STATED EXERCISE 1 —
Please write out the letter extract below about Dr. Field's letter to Ingersoll, word for word.

SELECTED TEXT —
--- Start ---
EXTRACTS FROM LETTERS.

In reference to the Rev. Dr. Henry M. Field's letter to R. M. Ingersoll, published in the North American Review and in the New York Evangelist, a correspondent sends us the following :

"I have just read Dr. Field's letter to Ingersoll, and while it is for the most part able and forceful, it looks as though the writer himself felt the weakness of the part devoted to the consideration of the Immortality of the Soul' and 'Future Retribution.' But what is strange, he has nothing at all to say of resurrection, but finds all the conditions of retribution' in the state of the disembodied spirit, with the moral sense quickened as never before, i.e., in the remorseful memories of the life of sin. With the more Scriptural and rational view maintained in your pages, Dr. Field might have knocked away every prop from Ingersoll's infidelity. I should be glad to see such a review as you would write, and to have Ingersoll see it, too."
--- End ---
AVAILABLE DATA —
--- Start ---
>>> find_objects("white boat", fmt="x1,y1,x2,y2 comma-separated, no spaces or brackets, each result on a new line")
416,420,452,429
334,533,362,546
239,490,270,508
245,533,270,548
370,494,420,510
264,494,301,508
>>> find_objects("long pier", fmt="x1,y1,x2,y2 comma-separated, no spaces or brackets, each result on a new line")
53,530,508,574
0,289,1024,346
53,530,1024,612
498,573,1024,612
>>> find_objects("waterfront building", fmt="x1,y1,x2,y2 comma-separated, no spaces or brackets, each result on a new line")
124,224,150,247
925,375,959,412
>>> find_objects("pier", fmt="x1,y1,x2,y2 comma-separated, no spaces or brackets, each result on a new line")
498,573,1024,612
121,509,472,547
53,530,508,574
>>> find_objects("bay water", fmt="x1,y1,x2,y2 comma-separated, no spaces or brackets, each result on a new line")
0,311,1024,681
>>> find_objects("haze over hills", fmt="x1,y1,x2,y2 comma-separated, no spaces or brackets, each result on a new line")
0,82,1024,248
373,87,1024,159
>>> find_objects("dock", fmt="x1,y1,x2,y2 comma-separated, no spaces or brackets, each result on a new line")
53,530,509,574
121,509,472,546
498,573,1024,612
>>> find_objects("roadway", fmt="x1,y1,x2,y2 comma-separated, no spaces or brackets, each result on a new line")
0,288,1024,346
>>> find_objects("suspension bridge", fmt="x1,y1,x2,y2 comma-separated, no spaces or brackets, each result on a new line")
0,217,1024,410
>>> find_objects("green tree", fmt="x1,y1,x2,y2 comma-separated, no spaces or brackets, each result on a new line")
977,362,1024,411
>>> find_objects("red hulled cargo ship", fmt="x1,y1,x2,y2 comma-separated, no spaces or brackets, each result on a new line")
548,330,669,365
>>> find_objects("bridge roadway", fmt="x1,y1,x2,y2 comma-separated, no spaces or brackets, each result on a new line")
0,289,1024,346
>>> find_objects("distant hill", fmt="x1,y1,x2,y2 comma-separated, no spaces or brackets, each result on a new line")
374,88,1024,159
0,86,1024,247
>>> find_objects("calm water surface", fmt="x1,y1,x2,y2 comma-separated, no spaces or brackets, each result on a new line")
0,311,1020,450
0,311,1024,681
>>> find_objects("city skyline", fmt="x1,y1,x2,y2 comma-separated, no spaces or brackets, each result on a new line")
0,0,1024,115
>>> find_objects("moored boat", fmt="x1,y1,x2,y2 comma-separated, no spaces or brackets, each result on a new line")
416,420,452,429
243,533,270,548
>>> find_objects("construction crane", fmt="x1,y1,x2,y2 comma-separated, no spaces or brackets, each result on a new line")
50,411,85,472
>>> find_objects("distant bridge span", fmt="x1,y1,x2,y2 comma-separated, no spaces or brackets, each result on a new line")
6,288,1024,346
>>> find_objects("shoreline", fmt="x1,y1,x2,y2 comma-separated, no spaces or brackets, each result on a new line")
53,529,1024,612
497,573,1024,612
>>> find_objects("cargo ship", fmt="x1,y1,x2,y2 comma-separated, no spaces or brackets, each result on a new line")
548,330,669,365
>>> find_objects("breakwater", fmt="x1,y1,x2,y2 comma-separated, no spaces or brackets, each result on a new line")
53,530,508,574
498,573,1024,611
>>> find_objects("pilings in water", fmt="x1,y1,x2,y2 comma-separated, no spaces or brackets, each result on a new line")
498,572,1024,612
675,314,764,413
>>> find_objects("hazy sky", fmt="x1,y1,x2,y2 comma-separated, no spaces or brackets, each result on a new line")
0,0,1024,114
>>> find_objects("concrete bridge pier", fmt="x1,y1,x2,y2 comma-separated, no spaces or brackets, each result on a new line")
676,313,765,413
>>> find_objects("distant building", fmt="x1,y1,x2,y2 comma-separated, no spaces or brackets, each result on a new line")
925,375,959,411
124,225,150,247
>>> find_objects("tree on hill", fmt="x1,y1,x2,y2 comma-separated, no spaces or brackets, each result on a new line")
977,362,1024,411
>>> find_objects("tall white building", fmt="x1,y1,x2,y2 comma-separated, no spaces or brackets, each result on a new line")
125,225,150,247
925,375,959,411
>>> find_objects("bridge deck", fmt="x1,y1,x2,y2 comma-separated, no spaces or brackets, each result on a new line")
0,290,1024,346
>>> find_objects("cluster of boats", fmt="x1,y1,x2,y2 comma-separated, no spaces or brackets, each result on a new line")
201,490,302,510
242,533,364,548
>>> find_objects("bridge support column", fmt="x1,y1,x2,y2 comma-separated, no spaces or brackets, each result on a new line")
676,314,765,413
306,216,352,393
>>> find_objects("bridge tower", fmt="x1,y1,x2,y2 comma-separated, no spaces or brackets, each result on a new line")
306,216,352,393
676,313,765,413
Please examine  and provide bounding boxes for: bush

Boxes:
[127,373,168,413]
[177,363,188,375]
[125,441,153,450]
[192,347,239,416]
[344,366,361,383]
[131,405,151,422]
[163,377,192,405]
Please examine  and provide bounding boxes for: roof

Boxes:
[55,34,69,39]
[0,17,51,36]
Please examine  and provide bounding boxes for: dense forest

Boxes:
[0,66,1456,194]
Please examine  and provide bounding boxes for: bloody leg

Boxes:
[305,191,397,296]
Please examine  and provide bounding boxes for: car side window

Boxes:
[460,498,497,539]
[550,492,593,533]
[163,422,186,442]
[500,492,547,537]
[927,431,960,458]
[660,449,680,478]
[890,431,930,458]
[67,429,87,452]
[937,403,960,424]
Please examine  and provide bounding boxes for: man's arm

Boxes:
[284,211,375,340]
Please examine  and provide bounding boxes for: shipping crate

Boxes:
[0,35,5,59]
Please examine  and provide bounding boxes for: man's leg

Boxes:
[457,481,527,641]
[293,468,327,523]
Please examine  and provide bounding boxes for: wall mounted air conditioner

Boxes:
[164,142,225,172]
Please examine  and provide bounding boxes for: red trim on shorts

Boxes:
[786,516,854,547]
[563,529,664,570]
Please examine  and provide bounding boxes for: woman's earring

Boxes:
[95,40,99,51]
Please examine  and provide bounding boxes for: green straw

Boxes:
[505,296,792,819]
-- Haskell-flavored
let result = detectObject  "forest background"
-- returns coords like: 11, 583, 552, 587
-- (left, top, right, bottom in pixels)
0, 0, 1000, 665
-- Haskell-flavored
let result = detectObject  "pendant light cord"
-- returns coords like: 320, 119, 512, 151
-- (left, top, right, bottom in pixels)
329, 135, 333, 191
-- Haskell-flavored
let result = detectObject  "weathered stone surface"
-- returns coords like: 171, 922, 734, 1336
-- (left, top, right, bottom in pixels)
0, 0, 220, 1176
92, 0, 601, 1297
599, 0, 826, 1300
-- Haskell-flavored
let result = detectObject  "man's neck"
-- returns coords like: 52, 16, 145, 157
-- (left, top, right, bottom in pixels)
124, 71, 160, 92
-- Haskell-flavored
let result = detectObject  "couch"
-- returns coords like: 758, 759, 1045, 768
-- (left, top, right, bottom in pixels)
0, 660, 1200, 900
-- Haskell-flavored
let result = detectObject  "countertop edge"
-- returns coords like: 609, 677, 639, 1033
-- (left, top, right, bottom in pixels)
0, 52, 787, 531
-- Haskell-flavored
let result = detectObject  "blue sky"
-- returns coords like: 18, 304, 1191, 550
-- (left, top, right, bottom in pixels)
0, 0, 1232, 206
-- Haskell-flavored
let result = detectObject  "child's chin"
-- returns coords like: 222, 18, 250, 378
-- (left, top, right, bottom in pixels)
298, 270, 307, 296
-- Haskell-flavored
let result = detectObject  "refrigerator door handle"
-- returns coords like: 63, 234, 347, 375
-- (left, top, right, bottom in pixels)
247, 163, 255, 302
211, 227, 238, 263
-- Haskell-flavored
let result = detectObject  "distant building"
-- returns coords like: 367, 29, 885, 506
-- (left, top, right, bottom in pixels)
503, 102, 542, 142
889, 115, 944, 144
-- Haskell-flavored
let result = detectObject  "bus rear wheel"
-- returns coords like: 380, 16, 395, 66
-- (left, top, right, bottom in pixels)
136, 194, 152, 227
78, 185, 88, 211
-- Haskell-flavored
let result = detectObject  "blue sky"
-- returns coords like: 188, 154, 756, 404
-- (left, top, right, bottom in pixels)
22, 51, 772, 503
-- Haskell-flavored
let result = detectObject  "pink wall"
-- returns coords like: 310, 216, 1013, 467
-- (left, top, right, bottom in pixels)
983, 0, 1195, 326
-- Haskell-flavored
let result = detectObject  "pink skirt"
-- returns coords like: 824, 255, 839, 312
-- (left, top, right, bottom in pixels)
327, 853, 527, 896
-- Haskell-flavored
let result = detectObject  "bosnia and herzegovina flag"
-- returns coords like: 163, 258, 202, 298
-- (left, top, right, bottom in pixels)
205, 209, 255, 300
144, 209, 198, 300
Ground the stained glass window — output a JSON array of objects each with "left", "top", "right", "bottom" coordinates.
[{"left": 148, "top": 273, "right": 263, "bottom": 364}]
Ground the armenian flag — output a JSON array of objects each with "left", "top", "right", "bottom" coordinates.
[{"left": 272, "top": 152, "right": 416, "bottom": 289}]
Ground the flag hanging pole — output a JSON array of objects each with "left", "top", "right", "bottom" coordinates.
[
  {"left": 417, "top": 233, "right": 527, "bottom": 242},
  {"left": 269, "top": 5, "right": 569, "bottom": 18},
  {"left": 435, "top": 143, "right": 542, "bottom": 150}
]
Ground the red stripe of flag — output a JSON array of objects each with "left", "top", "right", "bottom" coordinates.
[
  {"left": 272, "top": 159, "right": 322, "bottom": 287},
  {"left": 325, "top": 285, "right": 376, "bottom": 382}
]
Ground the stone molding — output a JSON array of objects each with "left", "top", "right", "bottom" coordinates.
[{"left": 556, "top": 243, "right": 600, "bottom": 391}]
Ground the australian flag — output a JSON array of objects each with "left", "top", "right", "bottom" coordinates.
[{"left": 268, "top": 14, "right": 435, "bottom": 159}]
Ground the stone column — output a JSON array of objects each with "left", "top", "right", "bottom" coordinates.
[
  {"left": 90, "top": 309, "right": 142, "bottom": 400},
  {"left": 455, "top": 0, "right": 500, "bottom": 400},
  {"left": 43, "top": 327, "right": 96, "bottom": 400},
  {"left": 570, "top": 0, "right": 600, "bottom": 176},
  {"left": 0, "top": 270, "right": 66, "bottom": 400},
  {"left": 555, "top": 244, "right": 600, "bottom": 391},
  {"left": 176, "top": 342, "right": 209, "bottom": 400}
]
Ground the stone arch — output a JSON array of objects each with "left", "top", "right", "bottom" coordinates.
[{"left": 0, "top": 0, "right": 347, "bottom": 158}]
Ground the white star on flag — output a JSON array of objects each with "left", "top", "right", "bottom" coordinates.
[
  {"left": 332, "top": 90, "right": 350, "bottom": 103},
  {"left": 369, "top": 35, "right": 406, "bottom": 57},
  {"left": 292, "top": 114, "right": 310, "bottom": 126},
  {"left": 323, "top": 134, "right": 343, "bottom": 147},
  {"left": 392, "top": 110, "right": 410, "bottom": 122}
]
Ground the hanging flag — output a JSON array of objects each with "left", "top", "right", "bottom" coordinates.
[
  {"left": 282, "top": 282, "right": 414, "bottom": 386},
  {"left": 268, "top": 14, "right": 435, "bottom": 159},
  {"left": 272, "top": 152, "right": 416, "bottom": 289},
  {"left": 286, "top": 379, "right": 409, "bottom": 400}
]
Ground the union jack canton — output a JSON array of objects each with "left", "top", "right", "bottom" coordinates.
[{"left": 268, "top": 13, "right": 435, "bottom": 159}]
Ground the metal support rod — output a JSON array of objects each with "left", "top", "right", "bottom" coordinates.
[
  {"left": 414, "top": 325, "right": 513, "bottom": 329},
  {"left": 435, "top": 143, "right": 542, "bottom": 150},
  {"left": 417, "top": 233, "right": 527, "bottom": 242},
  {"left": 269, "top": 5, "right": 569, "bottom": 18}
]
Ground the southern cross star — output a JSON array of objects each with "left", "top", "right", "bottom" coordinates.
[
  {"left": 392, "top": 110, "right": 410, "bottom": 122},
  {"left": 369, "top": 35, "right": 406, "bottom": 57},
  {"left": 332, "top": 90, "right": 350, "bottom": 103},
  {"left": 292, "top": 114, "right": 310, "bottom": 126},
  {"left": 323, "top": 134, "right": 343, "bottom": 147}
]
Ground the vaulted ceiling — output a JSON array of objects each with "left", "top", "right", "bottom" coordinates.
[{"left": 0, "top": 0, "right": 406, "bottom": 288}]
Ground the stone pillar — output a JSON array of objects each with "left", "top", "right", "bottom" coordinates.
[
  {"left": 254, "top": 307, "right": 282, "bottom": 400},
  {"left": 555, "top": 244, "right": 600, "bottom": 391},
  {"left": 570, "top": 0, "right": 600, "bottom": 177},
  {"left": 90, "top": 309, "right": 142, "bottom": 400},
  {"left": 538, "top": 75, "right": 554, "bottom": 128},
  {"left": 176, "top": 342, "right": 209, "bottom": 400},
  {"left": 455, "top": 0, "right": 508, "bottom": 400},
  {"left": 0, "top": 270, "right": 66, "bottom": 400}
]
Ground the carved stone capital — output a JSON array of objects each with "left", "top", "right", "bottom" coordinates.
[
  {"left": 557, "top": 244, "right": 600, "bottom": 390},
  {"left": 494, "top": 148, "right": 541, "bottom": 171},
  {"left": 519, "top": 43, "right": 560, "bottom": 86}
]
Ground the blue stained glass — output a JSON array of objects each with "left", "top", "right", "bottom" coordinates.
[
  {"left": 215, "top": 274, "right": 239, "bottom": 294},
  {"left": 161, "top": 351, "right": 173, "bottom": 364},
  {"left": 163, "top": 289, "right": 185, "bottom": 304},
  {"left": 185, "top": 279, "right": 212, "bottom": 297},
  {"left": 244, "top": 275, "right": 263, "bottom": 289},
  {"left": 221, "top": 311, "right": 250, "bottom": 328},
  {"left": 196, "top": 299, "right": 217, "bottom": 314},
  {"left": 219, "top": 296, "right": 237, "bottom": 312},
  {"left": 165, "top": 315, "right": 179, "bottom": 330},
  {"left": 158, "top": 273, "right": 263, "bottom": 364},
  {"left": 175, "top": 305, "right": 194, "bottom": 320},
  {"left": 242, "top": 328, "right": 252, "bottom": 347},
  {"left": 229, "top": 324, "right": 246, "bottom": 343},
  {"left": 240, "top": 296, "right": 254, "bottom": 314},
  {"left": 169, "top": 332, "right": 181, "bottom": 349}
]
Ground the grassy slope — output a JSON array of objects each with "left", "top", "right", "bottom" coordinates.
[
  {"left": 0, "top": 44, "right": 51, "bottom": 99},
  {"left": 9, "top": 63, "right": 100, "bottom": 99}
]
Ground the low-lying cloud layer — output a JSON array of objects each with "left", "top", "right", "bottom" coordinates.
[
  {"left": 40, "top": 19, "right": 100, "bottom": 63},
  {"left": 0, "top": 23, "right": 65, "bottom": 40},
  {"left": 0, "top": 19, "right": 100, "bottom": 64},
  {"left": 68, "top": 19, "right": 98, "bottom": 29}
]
--- End ---
STATED EXERCISE 2 —
Shift every coordinate in the answers of the records above up by 105. Then give again all lines from the one containing "Ground the carved" through the end of the records, both included and requests kept.

TASK RESULT 1 —
EXTRACTS FROM LETTERS.

In reference to the Rev. Dr. Henry M. Field's letter to R. M. Ingersoll, published in the North American Review and in the New York Evangelist, a correspondent sends us the following :

"I have just read Dr. Field's letter to Ingersoll, and while it is for the most part able and forceful, it looks as though the writer himself felt the weakness of the part devoted to the consideration of the Immortality of the Soul' and 'Future Retribution.' But what is strange, he has nothing at all to say of resurrection, but finds all the conditions of retribution' in the state of the disembodied spirit, with the moral sense quickened as never before, i.e., in the remorseful memories of the life of sin. With the more Scriptural and rational view maintained in your pages, Dr. Field might have knocked away every prop from Ingersoll's infidelity. I should be glad to see such a review as you would write, and to have Ingersoll see it, too."

TASK RESULT 2 —
Ground the carved stone capital — output a JSON array of objects each with "left", "top", "right", "bottom" coordinates.
[
  {"left": 662, "top": 349, "right": 705, "bottom": 495},
  {"left": 599, "top": 253, "right": 646, "bottom": 276},
  {"left": 624, "top": 148, "right": 665, "bottom": 191}
]
Ground the blue stained glass — output a JSON array of objects each with "left", "top", "right", "bottom" coordinates.
[
  {"left": 320, "top": 379, "right": 344, "bottom": 399},
  {"left": 266, "top": 456, "right": 278, "bottom": 469},
  {"left": 268, "top": 394, "right": 290, "bottom": 409},
  {"left": 290, "top": 384, "right": 317, "bottom": 402},
  {"left": 349, "top": 380, "right": 368, "bottom": 394},
  {"left": 326, "top": 416, "right": 355, "bottom": 433},
  {"left": 301, "top": 404, "right": 322, "bottom": 419},
  {"left": 324, "top": 401, "right": 342, "bottom": 417},
  {"left": 270, "top": 420, "right": 284, "bottom": 435},
  {"left": 263, "top": 378, "right": 368, "bottom": 469},
  {"left": 280, "top": 410, "right": 299, "bottom": 425},
  {"left": 347, "top": 433, "right": 357, "bottom": 452},
  {"left": 334, "top": 429, "right": 351, "bottom": 448},
  {"left": 345, "top": 401, "right": 359, "bottom": 419},
  {"left": 274, "top": 437, "right": 286, "bottom": 454}
]
Ground the grassy slope — output a JSON array of objects each with "left", "top", "right", "bottom" coordinates.
[
  {"left": 105, "top": 149, "right": 156, "bottom": 204},
  {"left": 114, "top": 168, "right": 205, "bottom": 204}
]
Ground the low-lying cloud layer — output a JSON array of objects each with "left", "top", "right", "bottom" coordinates.
[
  {"left": 145, "top": 124, "right": 205, "bottom": 168},
  {"left": 105, "top": 128, "right": 170, "bottom": 145},
  {"left": 105, "top": 124, "right": 205, "bottom": 169},
  {"left": 173, "top": 124, "right": 203, "bottom": 134}
]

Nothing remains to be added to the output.